Yes he has his own interests for sure! And he enjoys working on house projects, some of them are really 'extra' projects but he enjoys doing them. He also loves being a dad and does stuff with our kids on his own accord. I think when he goes back to the gym he'll be happier too (I'm going to drop the line in conversation--just say something like I know you want to go and I'm all for it  Even though its not socializing SO much, it is a little bit of some socializing outside of work and home which is good. 



Mavash. said:


> My husband has friends but they don't hang out and he doesn't talk to them often. He doesn't seem to care. He gets enough socializing at work that by the time he gets home he's content to just hang out with me and the kids.
> 
> We're both introverted which means our social needs are less than most.



Yes husband also tells me when he comes back from work he's not so interested in talking to others or even talking about work. When we do social things on the weekend (like parties or couple friends) he mostly enjoys it, depends on who of course  

Thanks everyone.


----------



## heartsbeating

jaquen said:


> But honestly this comes from a painful history of having pretty crappy male blood relatives in my life growing up, and going out of my way to open myself up and create new family, a new brotherhood. Sometimes our greatest gifts come out of our most desperate needs. I give a TON of myself, and thank God I get a ton back.


Interesting to read this. My husband essentially grew up without male role models/relatives in his life. He respects friendships too - creating a new type of 'family' in this way.

Although it was really when things were rocky between us that he recognized the lack of friends in his life and as part of his/our journey from that point on, it was something he consciously sought. We are transplants to this city and love being social. We now find ourselves surrounded by a fantastic and varied group of friends. He's still looking to getting into hobbies and interests but he meets up with friends for a drink after work every so often. For the most part, we tend to socialize as a couple with other couples (there's a few singles too) and consider them good friends. He places a high value on friendship and the people we surround ourselves with. We recently celebrated his birthday, invited around 20 of his/our friends who pretty much all ensured they were there...he said it was one of the best birthdays, being surrounded by friends, good conversation and laughter, and that means a lot to him. I think the importance to him/us also relates to us putting roots down in this city and having that 'family' of good people around us.

Set task A:
In the forum thread, roughly how many friends were invited to the husband's recent birthday celebration?
The forum thread and the listing are unrelated to each other.

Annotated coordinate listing
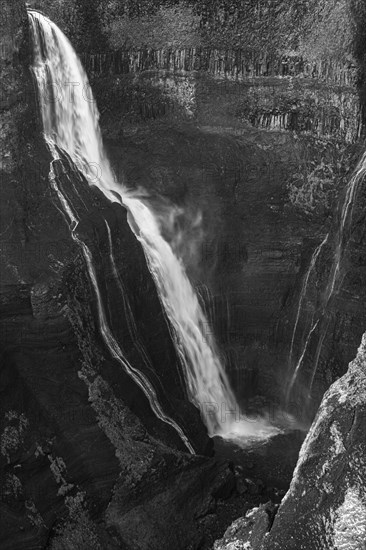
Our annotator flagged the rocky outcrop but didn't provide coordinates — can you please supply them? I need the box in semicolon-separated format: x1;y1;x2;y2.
215;336;366;550
0;2;243;550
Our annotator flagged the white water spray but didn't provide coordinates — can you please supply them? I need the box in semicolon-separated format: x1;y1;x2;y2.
29;11;278;444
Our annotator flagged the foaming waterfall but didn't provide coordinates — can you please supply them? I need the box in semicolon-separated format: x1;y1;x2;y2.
286;152;366;414
286;233;329;405
29;11;278;444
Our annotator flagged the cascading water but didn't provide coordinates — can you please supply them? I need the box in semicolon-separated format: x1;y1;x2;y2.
29;10;278;444
286;149;366;416
286;233;329;405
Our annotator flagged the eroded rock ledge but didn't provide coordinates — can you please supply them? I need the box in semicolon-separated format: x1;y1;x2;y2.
215;335;366;550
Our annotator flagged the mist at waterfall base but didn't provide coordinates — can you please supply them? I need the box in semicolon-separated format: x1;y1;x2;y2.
29;10;281;452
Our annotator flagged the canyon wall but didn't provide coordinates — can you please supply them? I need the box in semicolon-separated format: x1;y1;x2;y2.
0;1;237;550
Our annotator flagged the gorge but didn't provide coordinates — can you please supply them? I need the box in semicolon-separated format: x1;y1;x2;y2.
0;0;366;550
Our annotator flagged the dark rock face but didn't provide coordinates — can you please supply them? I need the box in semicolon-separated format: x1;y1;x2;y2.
215;337;366;550
263;338;366;550
0;3;243;550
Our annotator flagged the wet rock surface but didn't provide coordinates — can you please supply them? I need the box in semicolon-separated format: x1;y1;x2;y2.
0;1;366;550
214;337;366;550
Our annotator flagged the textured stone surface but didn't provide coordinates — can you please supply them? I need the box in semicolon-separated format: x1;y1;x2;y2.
215;336;366;550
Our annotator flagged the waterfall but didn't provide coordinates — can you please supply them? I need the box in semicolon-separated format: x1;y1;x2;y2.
286;153;366;414
286;233;329;405
29;10;278;444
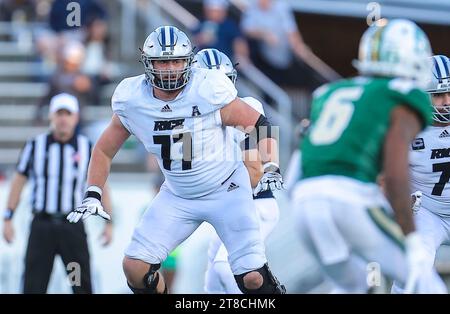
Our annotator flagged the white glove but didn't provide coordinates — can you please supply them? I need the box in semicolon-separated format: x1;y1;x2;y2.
253;162;283;196
411;191;422;214
67;186;111;223
405;232;433;293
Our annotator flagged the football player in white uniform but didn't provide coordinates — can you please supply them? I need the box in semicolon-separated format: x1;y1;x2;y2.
392;55;450;293
68;26;284;294
193;49;279;294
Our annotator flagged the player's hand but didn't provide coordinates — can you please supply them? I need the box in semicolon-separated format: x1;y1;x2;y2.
405;232;433;293
253;162;283;195
3;220;14;244
411;191;422;214
67;197;111;223
100;223;113;246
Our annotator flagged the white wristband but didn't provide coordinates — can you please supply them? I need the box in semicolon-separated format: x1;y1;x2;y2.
263;161;280;172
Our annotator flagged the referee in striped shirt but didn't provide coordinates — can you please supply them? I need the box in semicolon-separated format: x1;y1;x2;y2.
3;94;112;293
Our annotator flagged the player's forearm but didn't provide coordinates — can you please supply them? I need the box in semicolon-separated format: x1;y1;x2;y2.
244;149;264;188
6;173;27;210
102;184;112;217
385;174;416;235
258;137;280;165
87;146;112;190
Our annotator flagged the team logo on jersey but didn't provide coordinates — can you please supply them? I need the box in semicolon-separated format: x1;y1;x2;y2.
153;119;184;131
161;105;172;112
227;182;239;192
439;130;450;138
411;137;425;150
192;106;201;117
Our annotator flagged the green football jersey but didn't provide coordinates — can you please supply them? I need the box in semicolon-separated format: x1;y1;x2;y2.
301;77;432;182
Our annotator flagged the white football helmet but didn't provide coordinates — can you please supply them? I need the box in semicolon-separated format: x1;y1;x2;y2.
353;19;431;88
192;48;237;84
427;55;450;123
141;26;194;91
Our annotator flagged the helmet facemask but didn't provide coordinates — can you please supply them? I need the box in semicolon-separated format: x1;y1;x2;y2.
431;91;450;123
141;53;193;91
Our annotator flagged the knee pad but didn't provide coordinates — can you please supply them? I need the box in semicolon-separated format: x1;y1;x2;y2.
127;264;167;294
234;263;286;294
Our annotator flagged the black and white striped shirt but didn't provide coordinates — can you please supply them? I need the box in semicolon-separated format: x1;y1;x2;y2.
16;133;92;214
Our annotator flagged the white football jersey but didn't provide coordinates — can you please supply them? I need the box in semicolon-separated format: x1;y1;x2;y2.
409;126;450;216
228;97;265;145
112;69;241;198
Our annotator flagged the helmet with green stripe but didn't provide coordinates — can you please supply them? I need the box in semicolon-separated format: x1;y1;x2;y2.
141;26;194;91
193;48;237;84
427;55;450;123
354;19;431;88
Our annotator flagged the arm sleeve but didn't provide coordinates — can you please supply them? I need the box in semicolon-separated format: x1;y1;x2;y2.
278;2;298;33
111;81;133;134
16;140;34;177
198;70;237;110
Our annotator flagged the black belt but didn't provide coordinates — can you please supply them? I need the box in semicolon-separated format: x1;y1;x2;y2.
34;212;68;220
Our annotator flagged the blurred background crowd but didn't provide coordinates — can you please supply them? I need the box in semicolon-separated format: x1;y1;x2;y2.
0;0;450;293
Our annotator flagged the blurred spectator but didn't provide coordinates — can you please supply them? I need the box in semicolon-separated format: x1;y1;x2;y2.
193;0;248;62
0;0;38;22
36;41;96;122
49;0;106;33
82;19;113;85
241;0;322;88
37;0;107;66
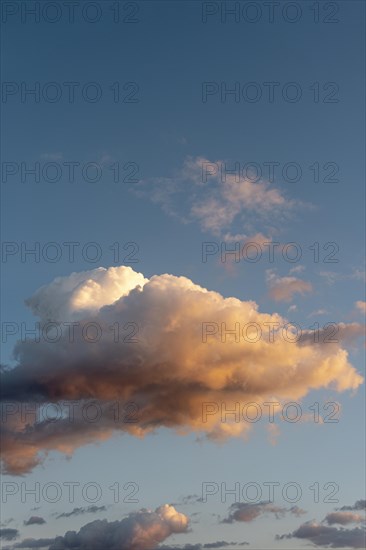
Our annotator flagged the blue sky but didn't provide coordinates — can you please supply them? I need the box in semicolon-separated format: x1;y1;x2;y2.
0;0;365;550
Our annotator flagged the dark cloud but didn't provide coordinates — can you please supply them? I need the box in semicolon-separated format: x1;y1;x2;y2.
276;521;366;548
13;539;55;550
24;516;46;525
339;500;366;511
14;504;188;550
1;266;363;475
0;528;19;540
323;511;365;525
221;502;306;523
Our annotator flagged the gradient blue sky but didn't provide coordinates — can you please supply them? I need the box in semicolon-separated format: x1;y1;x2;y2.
1;0;365;549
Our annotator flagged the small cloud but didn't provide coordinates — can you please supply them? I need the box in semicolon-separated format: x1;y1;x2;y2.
323;512;365;525
308;309;329;317
56;505;107;519
0;528;19;540
355;300;366;314
267;423;281;445
40;153;63;161
267;269;313;302
290;265;305;275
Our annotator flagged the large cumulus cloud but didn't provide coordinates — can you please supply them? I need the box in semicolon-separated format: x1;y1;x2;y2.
2;266;363;474
9;504;189;550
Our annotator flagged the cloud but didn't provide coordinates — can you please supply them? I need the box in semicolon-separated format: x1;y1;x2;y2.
340;500;366;511
56;504;107;519
157;540;249;550
24;516;46;525
323;512;365;525
221;502;306;523
134;157;296;240
14;504;188;550
267;269;313;302
11;538;55;550
355;300;366;313
1;266;363;475
308;309;329;317
0;528;19;540
276;521;366;548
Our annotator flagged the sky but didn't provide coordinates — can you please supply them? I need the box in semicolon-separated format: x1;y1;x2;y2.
0;0;366;550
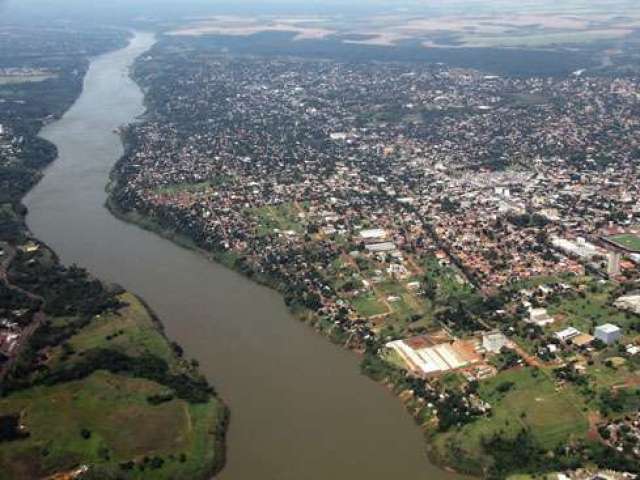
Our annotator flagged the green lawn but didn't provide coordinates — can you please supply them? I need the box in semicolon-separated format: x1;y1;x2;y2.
0;371;223;480
434;368;588;472
249;203;304;235
50;293;173;366
609;233;640;251
352;293;387;317
548;287;634;333
0;293;226;480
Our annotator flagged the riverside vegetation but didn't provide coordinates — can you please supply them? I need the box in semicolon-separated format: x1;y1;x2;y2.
0;28;228;480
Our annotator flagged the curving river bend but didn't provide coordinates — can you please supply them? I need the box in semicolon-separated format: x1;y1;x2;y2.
25;33;456;480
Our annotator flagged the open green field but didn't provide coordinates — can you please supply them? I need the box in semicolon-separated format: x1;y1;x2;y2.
352;292;387;318
434;368;588;466
50;293;174;365
0;371;224;480
608;233;640;252
547;286;637;333
250;203;304;235
0;293;227;480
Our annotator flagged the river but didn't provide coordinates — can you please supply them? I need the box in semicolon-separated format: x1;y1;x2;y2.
25;33;455;480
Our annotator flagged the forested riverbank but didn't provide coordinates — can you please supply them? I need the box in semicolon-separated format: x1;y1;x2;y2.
0;29;228;480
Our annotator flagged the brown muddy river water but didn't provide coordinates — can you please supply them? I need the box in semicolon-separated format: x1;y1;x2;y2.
26;34;457;480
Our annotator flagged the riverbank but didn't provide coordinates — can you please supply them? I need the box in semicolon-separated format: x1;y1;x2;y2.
105;160;470;478
0;31;229;480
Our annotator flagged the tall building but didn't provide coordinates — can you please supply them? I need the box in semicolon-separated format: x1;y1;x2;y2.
607;252;620;277
594;323;622;345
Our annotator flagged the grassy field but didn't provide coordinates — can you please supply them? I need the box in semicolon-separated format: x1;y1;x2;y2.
50;293;174;366
0;293;226;480
609;234;640;252
434;368;588;466
250;203;304;235
352;293;387;318
548;286;634;333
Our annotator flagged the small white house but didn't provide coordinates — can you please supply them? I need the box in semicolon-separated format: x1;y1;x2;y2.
594;323;622;345
482;332;507;353
554;327;580;342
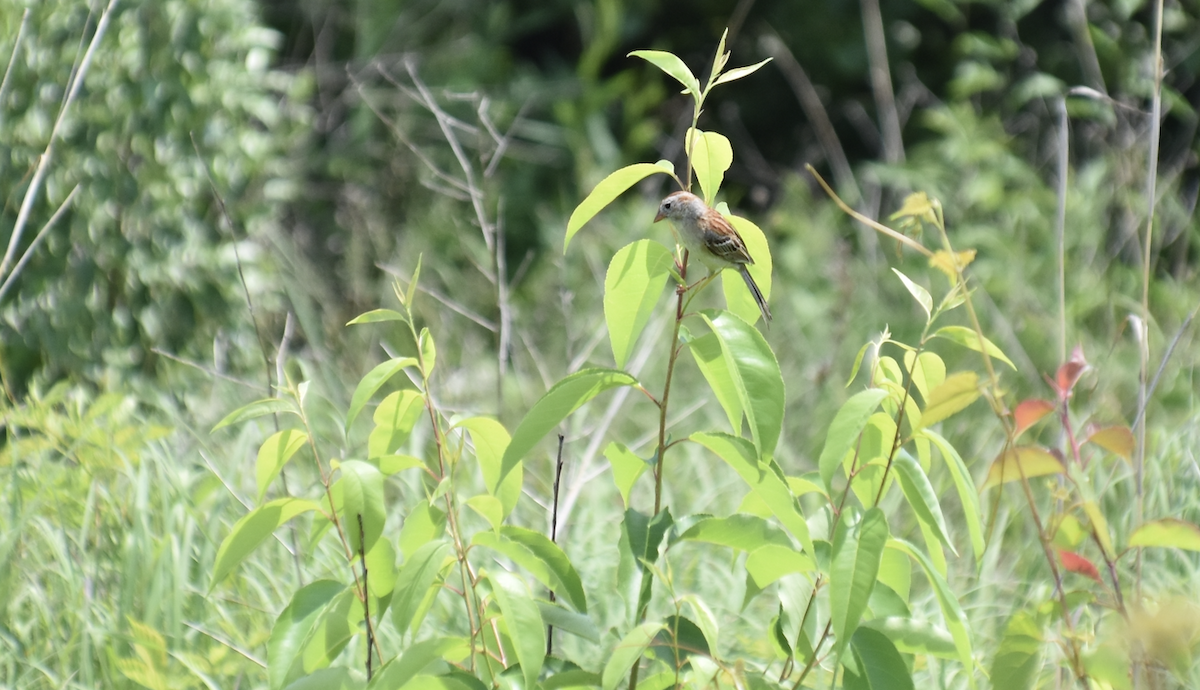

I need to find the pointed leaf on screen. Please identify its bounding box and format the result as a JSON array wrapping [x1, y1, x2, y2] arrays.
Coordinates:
[[602, 623, 664, 690], [979, 445, 1064, 491], [1084, 426, 1135, 462], [684, 127, 734, 205], [892, 269, 934, 320], [487, 570, 546, 688], [1129, 517, 1200, 551], [701, 311, 784, 457], [266, 580, 346, 690], [920, 428, 986, 565], [499, 368, 637, 481], [990, 611, 1042, 690], [679, 512, 792, 552], [691, 432, 812, 554], [917, 371, 979, 428], [888, 539, 976, 690], [212, 397, 299, 431], [817, 388, 888, 491], [346, 356, 416, 431], [209, 498, 320, 589], [391, 539, 451, 632], [829, 508, 888, 654], [604, 240, 674, 368], [563, 161, 674, 254], [713, 58, 774, 86], [934, 326, 1016, 371], [254, 428, 308, 500], [604, 443, 650, 508], [629, 50, 700, 97], [892, 449, 959, 556]]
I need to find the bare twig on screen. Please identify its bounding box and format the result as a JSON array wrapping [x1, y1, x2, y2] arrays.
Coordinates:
[[762, 34, 863, 203], [0, 0, 118, 276], [860, 0, 905, 163], [0, 185, 79, 300], [0, 7, 29, 121]]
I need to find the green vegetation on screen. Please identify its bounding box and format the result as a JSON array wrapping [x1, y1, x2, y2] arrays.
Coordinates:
[[0, 0, 1200, 690]]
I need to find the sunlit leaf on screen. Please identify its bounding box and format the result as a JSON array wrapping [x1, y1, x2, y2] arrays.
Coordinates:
[[563, 161, 674, 253], [604, 240, 674, 368], [1129, 517, 1200, 551], [979, 445, 1066, 491]]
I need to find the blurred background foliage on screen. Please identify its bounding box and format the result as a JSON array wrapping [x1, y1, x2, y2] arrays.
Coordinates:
[[0, 0, 1200, 686]]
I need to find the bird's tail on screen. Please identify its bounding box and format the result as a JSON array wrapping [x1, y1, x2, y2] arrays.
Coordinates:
[[738, 265, 770, 326]]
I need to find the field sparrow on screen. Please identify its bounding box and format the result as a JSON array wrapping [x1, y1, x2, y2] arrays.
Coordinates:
[[654, 192, 770, 322]]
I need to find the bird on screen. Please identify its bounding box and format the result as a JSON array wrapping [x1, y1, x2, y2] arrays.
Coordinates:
[[654, 191, 770, 323]]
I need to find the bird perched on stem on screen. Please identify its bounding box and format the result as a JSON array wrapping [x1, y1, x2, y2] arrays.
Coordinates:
[[654, 192, 770, 323]]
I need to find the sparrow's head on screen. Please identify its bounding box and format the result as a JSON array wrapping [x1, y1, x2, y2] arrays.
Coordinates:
[[654, 192, 707, 223]]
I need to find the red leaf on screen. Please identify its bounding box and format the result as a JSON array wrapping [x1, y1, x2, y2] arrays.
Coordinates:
[[1058, 548, 1103, 584], [1013, 400, 1054, 438], [1055, 346, 1087, 400]]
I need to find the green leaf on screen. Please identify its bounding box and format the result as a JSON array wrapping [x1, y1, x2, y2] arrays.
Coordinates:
[[416, 328, 438, 378], [332, 460, 388, 554], [721, 213, 774, 324], [892, 448, 959, 556], [563, 161, 674, 254], [829, 508, 888, 655], [917, 371, 979, 428], [367, 539, 400, 600], [934, 326, 1016, 371], [679, 514, 792, 552], [254, 428, 308, 500], [346, 356, 416, 432], [701, 311, 784, 457], [979, 445, 1066, 491], [487, 570, 546, 688], [888, 539, 976, 690], [990, 611, 1042, 690], [628, 50, 700, 98], [684, 127, 729, 205], [650, 616, 712, 668], [455, 416, 524, 517], [622, 508, 674, 572], [604, 240, 674, 368], [538, 600, 600, 643], [367, 389, 425, 458], [391, 539, 451, 632], [367, 637, 466, 690], [299, 589, 362, 673], [817, 388, 888, 492], [209, 498, 320, 589], [745, 544, 816, 589], [400, 499, 446, 559], [266, 580, 346, 690], [499, 368, 637, 489], [919, 428, 986, 565], [892, 269, 934, 323], [604, 443, 649, 508], [1129, 517, 1200, 551], [688, 334, 742, 436], [845, 626, 913, 690], [713, 58, 774, 86], [212, 397, 300, 431], [691, 432, 812, 553], [601, 623, 664, 690], [346, 309, 416, 326], [470, 526, 588, 613], [859, 619, 959, 659]]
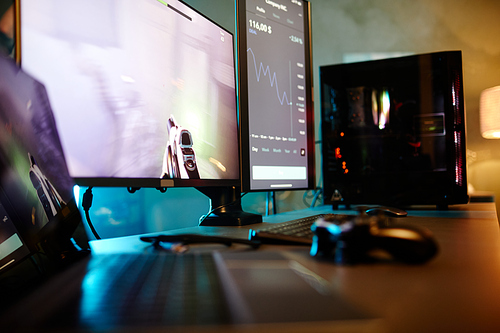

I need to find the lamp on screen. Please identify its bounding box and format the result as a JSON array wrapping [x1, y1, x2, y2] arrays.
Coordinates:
[[479, 86, 500, 139]]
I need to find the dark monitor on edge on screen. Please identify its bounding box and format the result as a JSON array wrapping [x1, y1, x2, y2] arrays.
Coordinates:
[[0, 55, 81, 273], [20, 0, 260, 225], [236, 0, 315, 191], [320, 51, 468, 207]]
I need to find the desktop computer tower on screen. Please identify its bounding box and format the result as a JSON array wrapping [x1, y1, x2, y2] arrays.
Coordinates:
[[320, 51, 468, 208]]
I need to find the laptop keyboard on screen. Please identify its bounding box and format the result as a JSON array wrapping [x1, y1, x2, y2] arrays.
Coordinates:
[[79, 252, 230, 329], [249, 214, 355, 245]]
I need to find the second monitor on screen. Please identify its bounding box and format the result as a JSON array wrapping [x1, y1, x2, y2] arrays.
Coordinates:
[[236, 0, 314, 191]]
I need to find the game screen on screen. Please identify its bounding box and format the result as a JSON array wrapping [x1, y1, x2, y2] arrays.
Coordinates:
[[21, 0, 239, 179]]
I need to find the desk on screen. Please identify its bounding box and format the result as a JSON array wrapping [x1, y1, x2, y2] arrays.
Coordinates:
[[88, 203, 500, 332], [3, 202, 500, 332]]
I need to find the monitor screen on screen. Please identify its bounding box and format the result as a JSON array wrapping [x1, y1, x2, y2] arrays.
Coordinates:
[[20, 0, 240, 187], [237, 0, 314, 191], [0, 55, 81, 272], [320, 51, 468, 206]]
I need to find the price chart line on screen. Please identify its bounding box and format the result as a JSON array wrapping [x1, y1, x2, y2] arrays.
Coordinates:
[[247, 48, 292, 106]]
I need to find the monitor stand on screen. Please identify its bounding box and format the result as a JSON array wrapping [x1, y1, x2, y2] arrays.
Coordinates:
[[196, 186, 262, 227]]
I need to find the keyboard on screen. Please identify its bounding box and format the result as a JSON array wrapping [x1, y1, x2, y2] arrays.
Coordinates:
[[80, 252, 231, 329], [248, 214, 355, 245]]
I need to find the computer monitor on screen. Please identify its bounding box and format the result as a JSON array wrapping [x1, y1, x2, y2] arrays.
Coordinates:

Set task B:
Print the lines of the listing, beginning at the line that has "I need to find the monitor screen" and stopping after the final line of the listing.

Finished answer A:
Around 20.

Finished answer B:
I need to find the monitor screen on screen. Please identify its bounding box and format the result as a JSON array wrapping [x1, y1, x2, y2] arrays.
Coordinates:
[[20, 0, 240, 187], [237, 0, 314, 191], [0, 55, 81, 272], [320, 51, 468, 206]]
I need to find the price chart line on screen. Please identify its bounding box and format the result as a JSON array wrapping [x1, y1, x2, y2] arrays.
Coordinates:
[[247, 48, 292, 106]]
I need to find the monitor stand on screen. Please identify its bounding box and format the result as a JSON array wrapping [x1, y1, x2, y2] arrays.
Coordinates:
[[196, 186, 262, 227]]
I need to find the keyboard on screen. Please identify its bounding box and format the result as a JSON array wrapping [x1, y1, x2, y2] arrays.
Coordinates:
[[80, 252, 231, 329], [248, 214, 355, 245]]
I need to find the computer monitor on screen. Please identify its bounding box and format the result as a JSON array wrapping [x1, y1, x2, y2] arrays.
Coordinates:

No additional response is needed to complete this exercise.